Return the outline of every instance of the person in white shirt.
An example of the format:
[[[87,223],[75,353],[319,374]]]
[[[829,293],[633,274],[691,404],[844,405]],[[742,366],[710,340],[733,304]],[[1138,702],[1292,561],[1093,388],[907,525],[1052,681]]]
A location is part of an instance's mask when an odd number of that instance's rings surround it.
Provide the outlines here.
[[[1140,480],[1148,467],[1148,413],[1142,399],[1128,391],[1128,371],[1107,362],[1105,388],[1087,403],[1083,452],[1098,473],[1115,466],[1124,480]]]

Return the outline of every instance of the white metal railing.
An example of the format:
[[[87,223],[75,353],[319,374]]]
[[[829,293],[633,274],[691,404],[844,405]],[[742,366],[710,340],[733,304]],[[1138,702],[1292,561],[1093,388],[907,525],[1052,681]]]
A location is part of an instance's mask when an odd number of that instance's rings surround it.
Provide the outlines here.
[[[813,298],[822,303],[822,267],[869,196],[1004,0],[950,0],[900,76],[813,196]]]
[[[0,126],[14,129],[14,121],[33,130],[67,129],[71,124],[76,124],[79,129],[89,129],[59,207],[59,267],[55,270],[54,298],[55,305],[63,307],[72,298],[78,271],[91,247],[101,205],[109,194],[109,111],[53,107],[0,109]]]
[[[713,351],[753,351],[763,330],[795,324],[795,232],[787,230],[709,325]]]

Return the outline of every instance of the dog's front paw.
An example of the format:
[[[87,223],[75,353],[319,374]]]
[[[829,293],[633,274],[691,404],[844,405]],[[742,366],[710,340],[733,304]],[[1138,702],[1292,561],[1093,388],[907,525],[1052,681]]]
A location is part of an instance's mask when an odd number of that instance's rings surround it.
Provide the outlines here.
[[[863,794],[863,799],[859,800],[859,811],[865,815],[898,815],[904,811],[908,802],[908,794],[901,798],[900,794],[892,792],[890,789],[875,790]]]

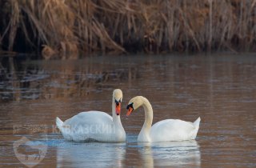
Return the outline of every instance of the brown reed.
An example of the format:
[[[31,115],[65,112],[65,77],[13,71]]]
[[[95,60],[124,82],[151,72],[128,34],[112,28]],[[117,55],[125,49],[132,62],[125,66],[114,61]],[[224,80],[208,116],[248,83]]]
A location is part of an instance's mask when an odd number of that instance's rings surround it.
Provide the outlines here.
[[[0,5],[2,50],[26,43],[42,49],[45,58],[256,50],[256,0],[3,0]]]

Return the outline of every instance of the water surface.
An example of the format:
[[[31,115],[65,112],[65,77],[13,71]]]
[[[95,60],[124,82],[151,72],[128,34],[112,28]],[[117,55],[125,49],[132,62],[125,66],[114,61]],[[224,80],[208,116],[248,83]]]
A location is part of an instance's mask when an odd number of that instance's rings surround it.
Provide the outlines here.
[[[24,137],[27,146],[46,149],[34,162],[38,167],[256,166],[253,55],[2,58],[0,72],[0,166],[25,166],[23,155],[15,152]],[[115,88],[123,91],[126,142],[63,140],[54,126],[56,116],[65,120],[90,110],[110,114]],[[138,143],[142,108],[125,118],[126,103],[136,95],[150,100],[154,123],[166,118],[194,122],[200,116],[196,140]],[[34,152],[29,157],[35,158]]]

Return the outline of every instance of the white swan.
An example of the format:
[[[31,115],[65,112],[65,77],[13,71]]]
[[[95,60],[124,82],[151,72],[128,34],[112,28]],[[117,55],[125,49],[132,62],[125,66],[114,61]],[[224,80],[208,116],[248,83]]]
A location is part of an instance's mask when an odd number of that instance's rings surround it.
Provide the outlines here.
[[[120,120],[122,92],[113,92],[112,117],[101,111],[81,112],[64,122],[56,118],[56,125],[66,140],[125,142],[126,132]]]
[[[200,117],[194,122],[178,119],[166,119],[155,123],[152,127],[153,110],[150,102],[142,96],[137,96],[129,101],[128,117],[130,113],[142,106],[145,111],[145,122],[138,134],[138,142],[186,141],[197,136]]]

+---+

## Problem statement
Transcribe the records above exactly as they appear, leaving out any pictures.

## Reply to the exercise
Return the outline of every instance of the person in white shirt.
An example of the format:
[[[87,223],[75,353],[319,374]]]
[[[829,293],[633,274],[691,404],[844,405]],[[742,366],[710,340],[733,304]],[[1138,702],[1292,561],[1093,388],[907,525],[1052,681]]]
A location is part of an instance's mask when an odd number of that instance's rings surround it.
Provide the outlines here.
[[[1140,480],[1148,467],[1148,413],[1142,399],[1128,391],[1128,371],[1107,362],[1105,388],[1087,403],[1083,452],[1098,473],[1115,466],[1124,480]]]

Return the outline of every instance of the white metal railing.
An example of the format:
[[[87,223],[75,353],[319,374]]]
[[[829,293],[633,274],[691,404],[844,405]],[[742,366],[710,340],[733,304]],[[1138,702],[1292,561],[1093,388],[907,525],[1052,681]]]
A location is part of an instance's mask when an odd number of that instance's rings surround it.
Provide the outlines here.
[[[813,298],[822,303],[822,267],[869,196],[1004,0],[950,0],[900,76],[813,196]]]
[[[0,126],[14,129],[14,121],[33,130],[67,129],[71,124],[76,124],[79,129],[89,129],[59,207],[59,267],[55,270],[54,298],[55,305],[63,307],[72,298],[78,271],[91,247],[101,205],[109,194],[109,111],[53,107],[0,109]]]
[[[713,351],[753,351],[763,330],[795,324],[795,232],[787,230],[709,325]]]

Return the outline of every instance of the dog's front paw.
An example of the format:
[[[87,223],[75,353],[319,374]]]
[[[829,293],[633,274],[691,404],[844,405]],[[742,366],[710,340],[733,304]],[[1138,702],[1292,561],[1093,388],[907,525],[1052,681]]]
A location is part of an instance's mask when an odd number of that instance's rings surround it.
Provide the outlines here.
[[[863,794],[863,799],[859,800],[859,811],[865,815],[898,815],[904,811],[908,802],[908,794],[901,798],[900,794],[892,792],[890,789],[875,790]]]

Return the outline of every instance of the brown reed.
An example of the format:
[[[31,115],[65,112],[65,77],[13,71]]]
[[[95,60],[124,82],[151,72],[128,34],[112,28]],[[117,55],[125,49],[132,62],[125,66],[114,61]],[[224,80],[208,116],[248,83]]]
A location is part of an instance's mask when an odd number of that instance's rings surround it.
Provide the outlines here.
[[[0,5],[2,50],[26,43],[42,49],[45,58],[256,50],[256,0],[3,0]]]

Return the outline of every instance of the water surface.
An example of the format:
[[[31,115],[65,112],[65,77],[13,71]]]
[[[95,60],[124,82],[151,72],[128,34],[112,28]],[[117,55],[125,49],[132,62],[125,66],[114,61]],[[224,80],[208,116],[248,83]]]
A location is part of an instance's mask when an odd number of that instance's rings surround it.
Provide the outlines here.
[[[24,137],[27,146],[46,149],[34,162],[38,167],[256,166],[253,55],[2,58],[0,72],[0,166],[25,166],[23,155],[15,152]],[[115,88],[123,91],[126,142],[63,140],[54,126],[56,116],[65,120],[90,110],[110,114]],[[138,143],[142,108],[125,118],[126,103],[136,95],[150,100],[154,123],[166,118],[194,122],[200,116],[196,140]],[[34,152],[29,157],[35,158]]]

Return the outline of every instance of the white swan.
An example of the format:
[[[31,115],[65,112],[65,77],[13,71]]]
[[[95,60],[124,82],[151,72],[128,34],[112,28]],[[117,55],[125,49],[132,62],[125,66],[114,61]],[[224,80],[208,116],[248,83]]]
A location is part of an instance's mask when an odd number of that instance's rings surround it.
Provide the outlines here.
[[[120,120],[122,92],[113,92],[112,117],[101,111],[81,112],[64,122],[56,118],[56,125],[66,140],[125,142],[126,132]]]
[[[200,117],[194,122],[178,119],[166,119],[155,123],[152,127],[153,110],[150,102],[142,96],[137,96],[129,101],[128,117],[130,113],[142,106],[145,111],[145,122],[138,134],[138,142],[186,141],[197,136]]]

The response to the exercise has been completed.